(Exercise input begins)

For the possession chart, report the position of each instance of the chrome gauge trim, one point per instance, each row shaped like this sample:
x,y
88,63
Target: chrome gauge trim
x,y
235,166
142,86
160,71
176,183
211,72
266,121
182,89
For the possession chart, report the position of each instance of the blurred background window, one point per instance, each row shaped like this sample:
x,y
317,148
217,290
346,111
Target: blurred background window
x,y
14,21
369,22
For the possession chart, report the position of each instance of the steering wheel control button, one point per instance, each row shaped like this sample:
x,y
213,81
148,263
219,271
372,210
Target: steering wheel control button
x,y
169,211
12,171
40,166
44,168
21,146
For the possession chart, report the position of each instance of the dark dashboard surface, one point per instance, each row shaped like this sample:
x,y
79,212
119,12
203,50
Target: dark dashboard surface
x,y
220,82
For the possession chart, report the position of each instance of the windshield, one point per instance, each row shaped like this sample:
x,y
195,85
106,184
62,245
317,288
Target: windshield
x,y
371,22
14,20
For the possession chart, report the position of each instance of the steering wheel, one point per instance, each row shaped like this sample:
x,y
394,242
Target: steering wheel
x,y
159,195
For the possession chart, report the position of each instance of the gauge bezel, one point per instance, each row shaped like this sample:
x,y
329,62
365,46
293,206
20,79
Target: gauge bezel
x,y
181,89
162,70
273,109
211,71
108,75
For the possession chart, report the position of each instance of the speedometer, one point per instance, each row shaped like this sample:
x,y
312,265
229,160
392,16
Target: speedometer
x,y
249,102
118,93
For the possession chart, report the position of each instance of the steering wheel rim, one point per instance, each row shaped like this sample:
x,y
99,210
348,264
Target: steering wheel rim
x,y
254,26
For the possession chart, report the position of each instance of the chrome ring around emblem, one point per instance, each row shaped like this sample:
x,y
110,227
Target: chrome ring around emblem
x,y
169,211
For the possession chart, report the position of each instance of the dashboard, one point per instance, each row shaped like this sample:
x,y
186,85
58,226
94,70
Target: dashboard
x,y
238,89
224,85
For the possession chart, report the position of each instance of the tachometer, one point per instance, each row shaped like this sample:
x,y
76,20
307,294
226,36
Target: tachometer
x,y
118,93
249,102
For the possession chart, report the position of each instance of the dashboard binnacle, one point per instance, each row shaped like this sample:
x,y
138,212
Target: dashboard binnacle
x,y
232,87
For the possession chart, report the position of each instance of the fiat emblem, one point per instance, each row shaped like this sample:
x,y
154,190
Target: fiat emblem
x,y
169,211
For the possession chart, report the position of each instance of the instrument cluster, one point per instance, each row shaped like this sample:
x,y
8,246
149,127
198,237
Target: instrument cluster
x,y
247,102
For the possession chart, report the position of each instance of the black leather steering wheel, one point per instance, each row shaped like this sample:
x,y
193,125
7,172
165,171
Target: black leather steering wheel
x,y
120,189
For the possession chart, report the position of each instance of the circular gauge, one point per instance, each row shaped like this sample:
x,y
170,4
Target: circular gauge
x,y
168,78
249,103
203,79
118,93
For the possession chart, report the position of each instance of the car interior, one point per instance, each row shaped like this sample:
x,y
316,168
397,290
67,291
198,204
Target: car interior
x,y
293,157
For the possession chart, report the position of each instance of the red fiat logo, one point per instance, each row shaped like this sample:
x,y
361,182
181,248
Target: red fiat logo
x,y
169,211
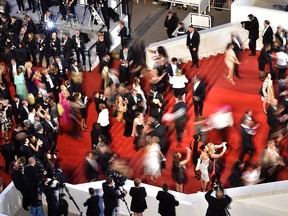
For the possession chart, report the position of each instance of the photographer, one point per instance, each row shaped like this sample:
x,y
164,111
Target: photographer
x,y
253,28
218,202
111,195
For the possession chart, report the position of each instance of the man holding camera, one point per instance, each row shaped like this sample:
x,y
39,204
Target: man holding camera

(Exercise input ends)

#### Try it
Each line above should be written out again unchanged; no images are to be carried over.

#### Output of the task
For the possession chart, report the position of each instance of the chrome gauge trim, one point per instance, each row shaped like this sample:
x,y
88,63
Target: chrome gauge trim
x,y
235,166
142,86
160,71
176,183
211,72
266,121
182,89
For the possession chart, report the position of each instance of the blurred background window, one point per instance, each row shaped like this sample:
x,y
317,148
217,290
346,111
Target: blurred background window
x,y
14,21
369,22
For the possession chart, report the position of each instance of the steering wheel control button, one point per instance, each row shaped like this sample:
x,y
213,81
148,263
219,271
372,210
Target: steering wheel control button
x,y
169,211
12,171
40,166
44,168
21,146
For the possession chart, report the position of each instance of the dark dashboard surface, one point per instance, each row shaped like this sample:
x,y
79,212
119,12
203,50
Target: dark dashboard surface
x,y
220,82
For the possession chart, report the position of each instance of the windshield, one point per instance, each row shaped like this sample:
x,y
195,85
106,184
62,245
317,288
Target: windshield
x,y
371,22
14,20
For the possession chart, report the position of each instance of the steering wheel, one point per instance, each row shaped like this sample:
x,y
394,242
Target: steering wheel
x,y
159,195
For the possession chart, report the position of each instance of the gauge bezel, one point per instance, each row shaped like this sample:
x,y
329,62
365,46
293,206
20,79
Target: gauge bezel
x,y
181,89
162,70
273,109
211,71
108,75
For the possession chart, report the position of each instance of the speedometer, one point per instance, each row shaped like this sample:
x,y
312,265
229,160
392,16
Target: speedometer
x,y
249,102
118,93
For the possession chart, report the position of each instance of the steering wheel rim, one point per instance, each row shaped like this sample:
x,y
99,210
348,264
Target: steering wheel rim
x,y
254,26
For the possession chart, report the position of each instance of the chrome ring around emblem, one point per instance, each row shaped like this sample:
x,y
110,227
Target: chrome ring around emblem
x,y
169,211
For the possession chart, report the position of each instance of the dashboard, one point per instance, each row shaped like this sample:
x,y
186,85
58,226
94,70
Target: dashboard
x,y
238,89
224,85
For the possession chart, report the position of each instance of the tachometer, one point per instance, each row shaped like this sample:
x,y
76,20
307,294
226,36
Target: tachometer
x,y
118,93
249,102
For the possession chart, report the position of each instance of the dashboard binnacle, one point per instance, each row shaped like this sample:
x,y
138,212
Target: dashboard binnacle
x,y
232,87
For the possession chart, report the position of each instance of the fiat emblem, one point per instance, each row shaped like this sample:
x,y
154,190
Target: fiat emblem
x,y
169,211
For the possession chart, report the position of each instance of the instrument cluster, one point per instance, each row shaped like this sample:
x,y
8,246
149,127
198,237
Target: instrument cluster
x,y
247,102
For the possession chart, report the position of each instance of the black leather steering wheel, one point per instance, each row shaped like this sample:
x,y
193,125
7,172
165,171
Target: black leather steering wheel
x,y
120,189
For the possession chart, report the position of each instance of the circular gauge, one point per instance, each row shaped like this sample:
x,y
170,4
Target: circular gauge
x,y
168,78
249,103
203,79
118,93
For the possession chart, report the position of each instance of the car interior, one point per instance, each row shaped like this sample:
x,y
316,168
397,290
67,291
198,204
Target: car interior
x,y
293,157
For the possession chart, report the position of each instance of the red fiat logo, one point per instance, each row shaped like this sample:
x,y
361,182
181,248
Target: red fiat logo
x,y
169,211
For the possession chart, report the position of each instance of the photographer, one point per instance, each row shaped like this sample:
x,y
164,111
Target: photographer
x,y
253,28
218,202
111,195
For the possession chart, report the position of each instance of the man holding camera, one point per instance, each row shaped like this sample:
x,y
39,204
Target: man holding camera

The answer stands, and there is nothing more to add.